**用意された記録**
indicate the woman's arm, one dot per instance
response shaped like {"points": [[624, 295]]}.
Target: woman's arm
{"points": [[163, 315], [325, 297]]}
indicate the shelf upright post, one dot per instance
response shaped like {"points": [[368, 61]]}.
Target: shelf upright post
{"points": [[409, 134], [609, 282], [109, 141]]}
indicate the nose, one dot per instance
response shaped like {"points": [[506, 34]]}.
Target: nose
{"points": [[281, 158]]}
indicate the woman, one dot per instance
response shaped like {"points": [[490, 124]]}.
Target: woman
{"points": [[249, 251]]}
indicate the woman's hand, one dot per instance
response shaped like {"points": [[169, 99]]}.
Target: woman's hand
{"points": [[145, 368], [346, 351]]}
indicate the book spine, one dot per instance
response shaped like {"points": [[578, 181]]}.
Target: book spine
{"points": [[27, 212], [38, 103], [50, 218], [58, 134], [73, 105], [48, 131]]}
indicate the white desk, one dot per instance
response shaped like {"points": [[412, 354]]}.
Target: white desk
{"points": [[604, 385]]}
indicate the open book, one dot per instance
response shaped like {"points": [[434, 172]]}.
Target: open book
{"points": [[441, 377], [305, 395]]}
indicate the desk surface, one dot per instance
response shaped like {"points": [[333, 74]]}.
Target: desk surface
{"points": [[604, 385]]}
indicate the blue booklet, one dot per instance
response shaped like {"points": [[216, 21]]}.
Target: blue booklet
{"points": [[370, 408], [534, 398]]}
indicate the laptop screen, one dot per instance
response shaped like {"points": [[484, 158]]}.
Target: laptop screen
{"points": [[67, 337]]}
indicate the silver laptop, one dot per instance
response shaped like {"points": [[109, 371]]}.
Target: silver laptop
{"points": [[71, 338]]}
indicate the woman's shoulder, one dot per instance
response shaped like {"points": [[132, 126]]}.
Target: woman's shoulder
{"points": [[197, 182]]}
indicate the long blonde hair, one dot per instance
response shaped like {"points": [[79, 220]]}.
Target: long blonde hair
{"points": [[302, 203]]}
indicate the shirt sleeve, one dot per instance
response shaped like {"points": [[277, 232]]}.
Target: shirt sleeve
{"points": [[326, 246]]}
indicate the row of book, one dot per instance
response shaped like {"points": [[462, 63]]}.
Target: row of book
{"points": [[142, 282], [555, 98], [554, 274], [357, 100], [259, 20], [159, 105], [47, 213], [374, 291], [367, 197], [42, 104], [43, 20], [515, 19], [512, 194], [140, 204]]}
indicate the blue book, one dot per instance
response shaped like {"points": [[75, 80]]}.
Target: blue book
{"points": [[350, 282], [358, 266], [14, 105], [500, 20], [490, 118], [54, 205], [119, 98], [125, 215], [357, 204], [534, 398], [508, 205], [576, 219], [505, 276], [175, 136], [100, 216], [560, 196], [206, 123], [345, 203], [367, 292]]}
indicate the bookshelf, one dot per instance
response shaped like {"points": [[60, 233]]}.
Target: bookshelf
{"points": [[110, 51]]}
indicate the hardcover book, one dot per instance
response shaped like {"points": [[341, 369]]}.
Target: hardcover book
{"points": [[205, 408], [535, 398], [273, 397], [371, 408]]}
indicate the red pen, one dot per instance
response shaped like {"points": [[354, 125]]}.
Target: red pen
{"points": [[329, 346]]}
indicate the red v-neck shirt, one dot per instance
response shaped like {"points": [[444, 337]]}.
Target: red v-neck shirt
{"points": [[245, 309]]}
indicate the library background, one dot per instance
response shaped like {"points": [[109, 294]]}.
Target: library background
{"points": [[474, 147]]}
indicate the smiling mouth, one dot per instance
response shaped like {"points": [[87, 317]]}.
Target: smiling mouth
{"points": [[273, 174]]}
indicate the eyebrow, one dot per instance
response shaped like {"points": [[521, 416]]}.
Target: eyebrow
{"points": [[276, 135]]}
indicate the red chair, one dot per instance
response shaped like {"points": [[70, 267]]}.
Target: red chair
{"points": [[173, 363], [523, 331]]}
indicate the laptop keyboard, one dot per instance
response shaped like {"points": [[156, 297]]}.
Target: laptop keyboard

**練習のねらい**
上の記録のすべての行を、空行を抜いて番号付きリストにしてください。

**正しい答え**
1. indicate the woman's arm, one dot per instance
2. response shaped like {"points": [[624, 295]]}.
3. Target: woman's arm
4. {"points": [[163, 315], [325, 297]]}
5. indicate the shelf upright post, one dot per instance
6. response shaped like {"points": [[368, 61]]}.
7. Target: shelf upright post
8. {"points": [[409, 134], [609, 282], [109, 141]]}
9. indicate the nose, one dot per instance
10. response shaped like {"points": [[506, 34]]}.
11. Target: nose
12. {"points": [[281, 158]]}
13. indicate the woman, one dot per instance
14. response shaped like {"points": [[490, 124]]}.
15. Target: woman
16. {"points": [[249, 251]]}
17. indicate the woman's hand, one dot per instance
18. response shaped like {"points": [[169, 99]]}.
19. Target: woman's hand
20. {"points": [[145, 368], [346, 351]]}
21. indicate the book spine, one dot per instance
22. response shaped like {"points": [[578, 181]]}.
23. Target: book spine
24. {"points": [[27, 212], [38, 103], [50, 218], [58, 134], [73, 105], [48, 131]]}
25. indicate the white desk, one dot per instance
26. response shaped like {"points": [[412, 354]]}.
27. Target: white desk
28. {"points": [[604, 385]]}
29. indicate the open book, one dot per instance
30. response shaped like {"points": [[434, 172]]}.
31. Target: open book
32. {"points": [[441, 377], [305, 395]]}
33. indicate the desk surface, one dot per instance
34. response shaped like {"points": [[333, 74]]}.
35. Target: desk surface
36. {"points": [[604, 385]]}
37. indicate the blue booklet, one dot per instance
38. response shaped like {"points": [[216, 21]]}.
39. Target: blue booklet
40. {"points": [[370, 408], [534, 398]]}
41. indicate the laptop screen, one dot per instance
42. response shaped like {"points": [[484, 158]]}.
43. Target: laptop screen
44. {"points": [[67, 337]]}
45. indicate the silver laptop, one dot per instance
46. response shaped like {"points": [[109, 371]]}.
47. Target: silver laptop
48. {"points": [[71, 338]]}
49. indicate the woman's shoulder, one dot per instance
50. response shaped like {"points": [[132, 126]]}.
51. Target: woman's shoulder
52. {"points": [[197, 182]]}
53. indicate the long blonde hair, one dot per instance
54. response shaped like {"points": [[79, 220]]}.
55. Target: long blonde hair
56. {"points": [[302, 203]]}
57. indicate the shirt sleeve, one dot per instance
58. response shaped like {"points": [[277, 232]]}.
59. Target: shirt sleeve
60. {"points": [[326, 246]]}
61. indicate the row of book, one dot per instance
62. response shaped like {"points": [[462, 63]]}.
63. Target: row of book
64. {"points": [[142, 282], [555, 98], [554, 274], [357, 100], [259, 20], [159, 105], [47, 213], [374, 291], [367, 197], [42, 104], [43, 20], [515, 19], [512, 194], [140, 204]]}
65. indicate the blue book, one dot per instance
66. response shaped like {"points": [[75, 80]]}.
67. Target: blue book
68. {"points": [[350, 282], [358, 266], [14, 105], [500, 20], [490, 118], [54, 205], [119, 98], [125, 215], [357, 204], [534, 398], [508, 205], [576, 219], [505, 276], [175, 136], [100, 216], [560, 196], [206, 123], [345, 203], [367, 292]]}
69. indicate the bookshelf, one dot per instance
70. response shaped like {"points": [[60, 233]]}.
71. Target: bookshelf
72. {"points": [[110, 51]]}
73. indicate the hardcover book, one dot per instance
74. response shaped like {"points": [[341, 369]]}.
75. Target: hardcover book
76. {"points": [[205, 408], [535, 398], [273, 397], [371, 408]]}
77. indicate the red pen, one dot per instance
78. response shaped like {"points": [[354, 125]]}.
79. Target: red pen
80. {"points": [[329, 346]]}
81. indicate the red v-neck shirt, one dot per instance
82. response shaped like {"points": [[444, 337]]}.
83. Target: red v-neck shirt
84. {"points": [[245, 309]]}
85. indicate the library background, one dot per instance
86. response shaped like {"points": [[109, 294]]}.
87. Target: library background
88. {"points": [[474, 147]]}
89. indicate the smiling mouth, one dot per instance
90. response shaped like {"points": [[87, 317]]}.
91. Target: smiling mouth
92. {"points": [[273, 174]]}
93. indicate the eyebrow, one dot per instance
94. response shaped like {"points": [[521, 416]]}.
95. Target: eyebrow
96. {"points": [[276, 135]]}
97. indicate the red chair, one dot per instance
98. response shaped like {"points": [[70, 267]]}.
99. Target: red chair
100. {"points": [[173, 363], [523, 331]]}
101. indicate the laptop keyboard, one dot per instance
102. response shaped like {"points": [[156, 297]]}.
103. Target: laptop keyboard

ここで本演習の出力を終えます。